Given entries -
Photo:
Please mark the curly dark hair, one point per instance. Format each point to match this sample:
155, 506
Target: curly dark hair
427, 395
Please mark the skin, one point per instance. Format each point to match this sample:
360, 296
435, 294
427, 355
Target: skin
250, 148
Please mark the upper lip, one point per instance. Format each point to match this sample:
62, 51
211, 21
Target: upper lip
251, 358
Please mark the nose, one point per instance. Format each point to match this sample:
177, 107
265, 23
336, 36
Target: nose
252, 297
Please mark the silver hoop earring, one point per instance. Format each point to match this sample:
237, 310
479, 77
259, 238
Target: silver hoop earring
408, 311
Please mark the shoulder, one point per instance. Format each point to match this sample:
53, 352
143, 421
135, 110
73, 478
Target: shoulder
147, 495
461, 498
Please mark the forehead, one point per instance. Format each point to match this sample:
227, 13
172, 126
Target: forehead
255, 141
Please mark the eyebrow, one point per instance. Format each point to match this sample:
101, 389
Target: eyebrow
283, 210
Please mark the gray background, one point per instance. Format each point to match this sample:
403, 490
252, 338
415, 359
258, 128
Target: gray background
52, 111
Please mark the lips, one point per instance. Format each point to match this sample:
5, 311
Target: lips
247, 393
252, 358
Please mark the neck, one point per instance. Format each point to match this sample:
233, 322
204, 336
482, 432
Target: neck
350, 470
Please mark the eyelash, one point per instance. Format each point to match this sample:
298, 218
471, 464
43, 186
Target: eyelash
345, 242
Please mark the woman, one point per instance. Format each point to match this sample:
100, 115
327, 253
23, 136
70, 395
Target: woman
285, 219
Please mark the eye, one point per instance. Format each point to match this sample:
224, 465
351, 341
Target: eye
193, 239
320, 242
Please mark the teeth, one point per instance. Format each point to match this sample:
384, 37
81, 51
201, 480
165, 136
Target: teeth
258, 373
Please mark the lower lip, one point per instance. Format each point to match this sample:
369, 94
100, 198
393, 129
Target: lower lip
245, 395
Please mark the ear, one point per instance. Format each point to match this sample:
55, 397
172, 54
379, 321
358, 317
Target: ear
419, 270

Prompt - All of the lines above need to be given again exactly.

Response to the exercise -
Photo:
Please mark the curly dark hair, one point per instance. Format each point to match this sample:
155, 506
Target: curly dark hair
427, 395
Please mark the skin, one point per instance. Format each point to match this sample:
360, 296
435, 294
427, 355
Target: skin
250, 148
Please mark the upper lip, one point per instance. Format each point to match this sample:
62, 51
211, 21
Target: upper lip
251, 358
Please mark the nose, one point per instance. Format each point to match this sample:
177, 107
265, 23
336, 36
Target: nose
252, 297
Please mark the silver hoop earring, one point per instance. Format each point to match this sample:
237, 310
479, 77
259, 238
Target: silver hoop earring
408, 311
Please mark the shoulder, one point per instance. Format each point to match this sample:
53, 352
143, 421
135, 110
73, 478
Target: shoulder
147, 495
461, 498
Please mark the forehead, one point per instance. Format each point to match this sample:
227, 13
172, 126
Target: forehead
255, 141
Please mark the eyebrow, one point per instance. Format each point to match this sample:
101, 389
Target: eyebrow
283, 210
Please mark the gray background, one point per instance. Format each point to match this sample:
403, 490
252, 338
415, 359
258, 128
Target: gray background
52, 111
Please mark the lips, one point per instance. Format each point to match this sample:
5, 311
Target: lips
247, 393
252, 358
Please mark the neck, one point per instance. Format each point to match this sample:
233, 322
204, 336
482, 432
Target: neck
350, 470
Please mark the eyelash, one point per instance. Format each point to match this sample:
298, 218
471, 464
43, 186
Target: eyelash
345, 242
Please mark the woman, one point per instance. Format each point to match this sample:
100, 115
327, 253
23, 136
70, 395
Target: woman
285, 219
Please mark the eye, one point per instance. Format each point to match this sample:
224, 465
351, 341
Target: eye
193, 239
320, 242
Please mark the teeth, one point per instance. Format each point to match this sample:
384, 37
81, 51
201, 480
165, 136
Target: teeth
258, 373
Please mark the lower lip, one point per instance. Format each point to match this sample:
369, 94
100, 198
393, 129
Target: lower lip
245, 395
Please mark the ear, one point per instance. Format each point to match this sample:
55, 397
172, 54
379, 321
358, 317
Target: ear
419, 270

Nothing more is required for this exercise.